• [DATA FOR THIS TASK]:
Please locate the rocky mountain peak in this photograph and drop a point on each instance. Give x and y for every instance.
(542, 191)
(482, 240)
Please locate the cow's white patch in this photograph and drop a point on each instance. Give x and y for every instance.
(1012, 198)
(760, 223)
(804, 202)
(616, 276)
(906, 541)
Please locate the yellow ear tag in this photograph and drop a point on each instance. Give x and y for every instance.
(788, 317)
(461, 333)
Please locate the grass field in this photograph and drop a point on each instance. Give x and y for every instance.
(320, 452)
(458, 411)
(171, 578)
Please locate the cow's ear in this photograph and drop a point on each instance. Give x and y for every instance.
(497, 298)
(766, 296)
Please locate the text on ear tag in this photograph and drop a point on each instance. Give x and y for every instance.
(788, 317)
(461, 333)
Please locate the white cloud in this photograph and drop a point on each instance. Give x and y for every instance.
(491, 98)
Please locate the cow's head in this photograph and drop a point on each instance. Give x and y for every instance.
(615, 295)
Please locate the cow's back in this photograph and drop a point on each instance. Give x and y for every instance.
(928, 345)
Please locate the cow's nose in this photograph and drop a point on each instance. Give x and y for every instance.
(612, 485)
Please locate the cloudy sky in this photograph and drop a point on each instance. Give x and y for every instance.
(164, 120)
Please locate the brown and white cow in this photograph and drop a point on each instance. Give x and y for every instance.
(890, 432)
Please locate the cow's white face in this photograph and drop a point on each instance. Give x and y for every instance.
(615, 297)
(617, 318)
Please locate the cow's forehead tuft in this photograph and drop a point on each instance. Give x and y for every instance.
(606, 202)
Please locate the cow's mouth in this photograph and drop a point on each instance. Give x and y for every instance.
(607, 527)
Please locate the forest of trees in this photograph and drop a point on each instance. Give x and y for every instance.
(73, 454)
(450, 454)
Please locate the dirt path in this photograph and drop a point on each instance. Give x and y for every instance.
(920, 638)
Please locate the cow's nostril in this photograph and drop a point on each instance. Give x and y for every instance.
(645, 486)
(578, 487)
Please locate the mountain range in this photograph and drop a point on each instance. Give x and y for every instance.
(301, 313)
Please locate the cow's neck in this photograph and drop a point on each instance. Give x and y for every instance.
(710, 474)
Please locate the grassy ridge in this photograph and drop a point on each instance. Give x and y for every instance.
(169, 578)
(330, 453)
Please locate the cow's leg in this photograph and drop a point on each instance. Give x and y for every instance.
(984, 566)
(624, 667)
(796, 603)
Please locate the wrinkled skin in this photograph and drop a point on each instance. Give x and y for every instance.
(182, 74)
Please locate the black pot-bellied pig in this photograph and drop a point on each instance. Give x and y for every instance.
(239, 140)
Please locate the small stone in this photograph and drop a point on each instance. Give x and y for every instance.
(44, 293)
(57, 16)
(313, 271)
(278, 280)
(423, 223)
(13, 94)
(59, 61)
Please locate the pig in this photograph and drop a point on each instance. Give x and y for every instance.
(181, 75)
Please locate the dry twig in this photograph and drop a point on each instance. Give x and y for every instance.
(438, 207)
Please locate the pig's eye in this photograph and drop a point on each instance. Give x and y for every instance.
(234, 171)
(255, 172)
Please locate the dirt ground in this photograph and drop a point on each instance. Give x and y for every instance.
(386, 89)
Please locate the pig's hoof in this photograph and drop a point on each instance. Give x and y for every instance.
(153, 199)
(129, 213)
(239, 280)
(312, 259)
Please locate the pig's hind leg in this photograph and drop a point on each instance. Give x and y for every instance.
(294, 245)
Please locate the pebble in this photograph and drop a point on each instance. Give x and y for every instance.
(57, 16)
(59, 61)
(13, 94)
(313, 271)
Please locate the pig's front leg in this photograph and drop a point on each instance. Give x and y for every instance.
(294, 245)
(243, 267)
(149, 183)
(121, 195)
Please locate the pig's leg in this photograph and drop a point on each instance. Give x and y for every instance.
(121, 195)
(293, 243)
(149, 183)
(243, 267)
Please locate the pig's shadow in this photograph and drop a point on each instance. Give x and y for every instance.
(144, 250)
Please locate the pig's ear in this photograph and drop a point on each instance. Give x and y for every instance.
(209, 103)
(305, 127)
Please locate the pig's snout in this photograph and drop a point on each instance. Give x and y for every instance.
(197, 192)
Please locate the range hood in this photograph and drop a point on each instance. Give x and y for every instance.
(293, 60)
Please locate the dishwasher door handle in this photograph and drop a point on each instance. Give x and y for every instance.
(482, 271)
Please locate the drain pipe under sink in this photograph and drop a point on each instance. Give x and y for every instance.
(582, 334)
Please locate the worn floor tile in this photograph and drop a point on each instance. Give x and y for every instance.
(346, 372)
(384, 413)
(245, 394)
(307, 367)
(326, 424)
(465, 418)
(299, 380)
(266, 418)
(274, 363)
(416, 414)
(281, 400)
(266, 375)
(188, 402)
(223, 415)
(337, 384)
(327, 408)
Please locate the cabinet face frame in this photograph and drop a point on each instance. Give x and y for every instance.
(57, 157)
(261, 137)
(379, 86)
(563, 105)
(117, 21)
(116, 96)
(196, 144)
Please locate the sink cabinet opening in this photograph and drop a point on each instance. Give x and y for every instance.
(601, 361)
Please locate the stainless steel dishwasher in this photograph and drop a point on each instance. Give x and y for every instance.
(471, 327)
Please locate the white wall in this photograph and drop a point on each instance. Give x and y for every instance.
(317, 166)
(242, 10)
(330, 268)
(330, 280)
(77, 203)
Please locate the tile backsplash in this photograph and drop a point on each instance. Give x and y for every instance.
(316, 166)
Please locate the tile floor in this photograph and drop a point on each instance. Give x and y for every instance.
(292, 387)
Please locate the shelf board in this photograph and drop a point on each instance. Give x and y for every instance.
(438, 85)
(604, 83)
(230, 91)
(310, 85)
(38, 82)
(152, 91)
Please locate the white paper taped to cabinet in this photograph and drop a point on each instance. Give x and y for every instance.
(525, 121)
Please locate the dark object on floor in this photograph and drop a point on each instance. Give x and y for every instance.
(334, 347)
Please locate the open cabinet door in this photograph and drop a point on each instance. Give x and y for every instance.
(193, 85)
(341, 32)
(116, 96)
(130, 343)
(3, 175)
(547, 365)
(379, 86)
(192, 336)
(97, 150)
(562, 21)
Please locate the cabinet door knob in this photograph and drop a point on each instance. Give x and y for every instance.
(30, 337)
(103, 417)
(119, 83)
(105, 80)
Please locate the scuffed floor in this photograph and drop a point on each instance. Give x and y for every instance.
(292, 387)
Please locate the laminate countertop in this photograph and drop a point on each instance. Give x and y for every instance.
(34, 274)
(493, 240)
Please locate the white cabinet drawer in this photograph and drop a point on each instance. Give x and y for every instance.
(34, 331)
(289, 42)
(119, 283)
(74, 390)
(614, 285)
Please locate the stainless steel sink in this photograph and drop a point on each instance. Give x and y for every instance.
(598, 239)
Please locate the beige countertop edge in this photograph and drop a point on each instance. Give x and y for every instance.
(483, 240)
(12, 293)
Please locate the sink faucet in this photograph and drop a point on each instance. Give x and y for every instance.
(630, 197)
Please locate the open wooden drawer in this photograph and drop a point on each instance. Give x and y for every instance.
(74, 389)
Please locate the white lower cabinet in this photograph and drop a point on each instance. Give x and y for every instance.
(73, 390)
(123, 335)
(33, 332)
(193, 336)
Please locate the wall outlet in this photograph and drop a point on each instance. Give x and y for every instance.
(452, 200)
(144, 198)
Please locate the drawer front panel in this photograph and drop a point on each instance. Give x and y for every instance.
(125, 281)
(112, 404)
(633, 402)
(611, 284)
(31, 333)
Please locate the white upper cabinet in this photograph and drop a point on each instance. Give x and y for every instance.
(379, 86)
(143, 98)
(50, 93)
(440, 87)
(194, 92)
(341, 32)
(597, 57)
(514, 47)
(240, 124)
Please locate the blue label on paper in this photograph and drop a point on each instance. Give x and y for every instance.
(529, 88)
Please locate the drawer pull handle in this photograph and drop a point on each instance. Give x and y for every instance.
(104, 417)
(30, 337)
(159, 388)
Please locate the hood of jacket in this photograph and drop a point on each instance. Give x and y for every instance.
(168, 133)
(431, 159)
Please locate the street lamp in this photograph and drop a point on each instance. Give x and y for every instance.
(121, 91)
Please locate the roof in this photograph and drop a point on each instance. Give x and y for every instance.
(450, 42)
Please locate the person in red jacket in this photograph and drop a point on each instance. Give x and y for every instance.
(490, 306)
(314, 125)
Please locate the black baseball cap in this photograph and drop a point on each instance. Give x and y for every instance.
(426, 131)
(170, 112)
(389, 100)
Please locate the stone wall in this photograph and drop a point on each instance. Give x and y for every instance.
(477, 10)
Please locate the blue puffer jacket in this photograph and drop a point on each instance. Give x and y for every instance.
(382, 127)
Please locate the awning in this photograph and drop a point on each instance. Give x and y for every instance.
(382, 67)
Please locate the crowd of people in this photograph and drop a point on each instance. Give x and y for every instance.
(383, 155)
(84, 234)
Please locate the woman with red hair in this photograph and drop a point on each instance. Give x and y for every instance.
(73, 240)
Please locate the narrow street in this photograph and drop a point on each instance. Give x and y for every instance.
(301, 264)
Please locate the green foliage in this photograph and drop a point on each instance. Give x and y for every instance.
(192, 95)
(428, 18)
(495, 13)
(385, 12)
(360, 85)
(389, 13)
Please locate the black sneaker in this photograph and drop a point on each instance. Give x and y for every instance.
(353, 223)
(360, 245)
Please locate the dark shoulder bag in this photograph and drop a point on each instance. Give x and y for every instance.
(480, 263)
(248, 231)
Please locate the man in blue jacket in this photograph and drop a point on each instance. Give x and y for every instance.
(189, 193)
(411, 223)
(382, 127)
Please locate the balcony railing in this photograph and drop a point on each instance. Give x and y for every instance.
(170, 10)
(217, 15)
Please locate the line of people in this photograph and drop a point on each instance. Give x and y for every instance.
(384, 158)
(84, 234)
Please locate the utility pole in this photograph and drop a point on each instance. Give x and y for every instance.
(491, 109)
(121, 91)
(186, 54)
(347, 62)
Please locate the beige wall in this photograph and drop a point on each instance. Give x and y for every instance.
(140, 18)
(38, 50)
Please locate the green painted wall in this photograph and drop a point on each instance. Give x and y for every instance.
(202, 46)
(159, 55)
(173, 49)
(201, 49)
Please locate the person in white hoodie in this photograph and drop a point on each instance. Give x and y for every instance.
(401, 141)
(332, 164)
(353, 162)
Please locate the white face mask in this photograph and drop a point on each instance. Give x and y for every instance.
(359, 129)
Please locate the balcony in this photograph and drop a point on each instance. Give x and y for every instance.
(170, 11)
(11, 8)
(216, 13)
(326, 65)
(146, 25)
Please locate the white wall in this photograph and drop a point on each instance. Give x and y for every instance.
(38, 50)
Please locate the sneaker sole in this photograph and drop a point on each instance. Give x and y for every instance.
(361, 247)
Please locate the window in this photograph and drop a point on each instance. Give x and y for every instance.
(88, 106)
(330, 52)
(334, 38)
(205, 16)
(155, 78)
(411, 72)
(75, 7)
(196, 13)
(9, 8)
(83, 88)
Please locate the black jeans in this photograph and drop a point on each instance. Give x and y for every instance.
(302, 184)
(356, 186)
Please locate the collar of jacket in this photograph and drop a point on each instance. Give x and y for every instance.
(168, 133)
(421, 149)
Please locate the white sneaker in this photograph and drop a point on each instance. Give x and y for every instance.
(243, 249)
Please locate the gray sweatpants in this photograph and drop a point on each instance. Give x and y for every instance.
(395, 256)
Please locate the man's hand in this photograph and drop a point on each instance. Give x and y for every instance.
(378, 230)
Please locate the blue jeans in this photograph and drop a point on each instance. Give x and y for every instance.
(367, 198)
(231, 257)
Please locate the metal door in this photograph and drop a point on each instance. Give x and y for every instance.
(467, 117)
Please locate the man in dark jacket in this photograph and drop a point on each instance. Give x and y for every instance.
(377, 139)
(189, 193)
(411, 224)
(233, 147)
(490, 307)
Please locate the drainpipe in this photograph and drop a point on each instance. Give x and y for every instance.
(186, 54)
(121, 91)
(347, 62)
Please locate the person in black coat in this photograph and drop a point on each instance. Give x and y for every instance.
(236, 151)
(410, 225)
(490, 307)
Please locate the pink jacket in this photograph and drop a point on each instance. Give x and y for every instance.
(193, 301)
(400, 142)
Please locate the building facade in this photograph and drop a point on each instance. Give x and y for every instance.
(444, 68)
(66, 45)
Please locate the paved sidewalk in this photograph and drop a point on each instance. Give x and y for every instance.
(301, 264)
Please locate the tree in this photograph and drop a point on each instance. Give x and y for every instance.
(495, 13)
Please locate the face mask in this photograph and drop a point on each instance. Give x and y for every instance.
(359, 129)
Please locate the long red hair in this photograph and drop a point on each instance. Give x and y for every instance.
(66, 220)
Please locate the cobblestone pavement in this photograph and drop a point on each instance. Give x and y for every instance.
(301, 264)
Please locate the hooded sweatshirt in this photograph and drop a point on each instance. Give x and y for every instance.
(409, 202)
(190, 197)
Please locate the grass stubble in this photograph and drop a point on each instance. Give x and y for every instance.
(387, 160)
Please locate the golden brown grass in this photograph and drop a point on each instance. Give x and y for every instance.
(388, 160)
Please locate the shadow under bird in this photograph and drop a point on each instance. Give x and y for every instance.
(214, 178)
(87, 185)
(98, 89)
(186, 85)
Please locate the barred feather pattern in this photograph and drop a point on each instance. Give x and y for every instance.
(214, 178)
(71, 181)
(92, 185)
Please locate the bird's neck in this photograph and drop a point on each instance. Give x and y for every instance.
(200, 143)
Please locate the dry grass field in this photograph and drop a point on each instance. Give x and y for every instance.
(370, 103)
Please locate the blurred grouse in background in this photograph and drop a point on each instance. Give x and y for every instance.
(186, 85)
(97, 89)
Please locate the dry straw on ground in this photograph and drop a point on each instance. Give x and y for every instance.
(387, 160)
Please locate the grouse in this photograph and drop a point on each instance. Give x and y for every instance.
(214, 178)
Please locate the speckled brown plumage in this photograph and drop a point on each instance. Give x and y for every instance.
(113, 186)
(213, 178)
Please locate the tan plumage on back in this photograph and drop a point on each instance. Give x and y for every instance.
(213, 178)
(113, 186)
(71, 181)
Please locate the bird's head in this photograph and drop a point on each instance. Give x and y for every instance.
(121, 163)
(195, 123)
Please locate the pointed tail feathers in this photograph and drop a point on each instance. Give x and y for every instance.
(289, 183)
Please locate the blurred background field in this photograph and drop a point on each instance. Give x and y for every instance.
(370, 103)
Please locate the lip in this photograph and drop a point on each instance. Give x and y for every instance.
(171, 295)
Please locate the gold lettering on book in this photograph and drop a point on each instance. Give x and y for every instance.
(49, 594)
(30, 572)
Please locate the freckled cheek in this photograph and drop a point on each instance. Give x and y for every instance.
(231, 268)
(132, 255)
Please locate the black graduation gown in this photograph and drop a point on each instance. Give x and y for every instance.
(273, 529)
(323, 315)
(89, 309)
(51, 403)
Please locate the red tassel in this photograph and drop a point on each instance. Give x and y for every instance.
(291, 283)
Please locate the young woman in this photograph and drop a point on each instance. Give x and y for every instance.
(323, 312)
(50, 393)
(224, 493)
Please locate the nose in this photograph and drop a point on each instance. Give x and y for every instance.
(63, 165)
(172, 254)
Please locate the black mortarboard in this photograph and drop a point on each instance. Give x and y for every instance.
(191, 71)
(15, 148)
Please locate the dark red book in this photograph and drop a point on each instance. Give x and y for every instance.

• [DIRECTIONS FOR THIS TASK]: Quote the line that contains "Please locate the lip" and each line after it through the end of the data, exactly, leaving out everything else.

• [WRITTEN SOLUTION]:
Please locate the lip in this photograph and drop a point on each instance. Give x and y for every instance.
(171, 295)
Please locate the gold lettering on book in this photograph and drop a point on each instance. Give x and y for every instance.
(49, 594)
(30, 572)
Please locate the freckled cheek in this photograph and drop a point on each instance. Give x and y for every instance.
(231, 268)
(132, 255)
Please locate the black graduation gown in this photograph and drop a point on each instance. Give x and y for every instance.
(273, 529)
(323, 315)
(89, 309)
(51, 403)
Please locate the red tassel in this photograph and drop a point on each instance. Give x and y for every instance.
(291, 283)
Please locate the young woman in this photograph and drop a point on each instance. Give x and y for every instance.
(323, 312)
(50, 393)
(224, 493)
Please locate the nose in this photograph and drop a point on each instance. Give x and y for every instance.
(63, 165)
(172, 254)
Please locate the black mortarboard in this photograph and drop a point on each instance. Give x and y for every instance.
(191, 71)
(15, 148)
Please locate the dark red book in this photograph and drop a point on each instance. Give x and y for every instance.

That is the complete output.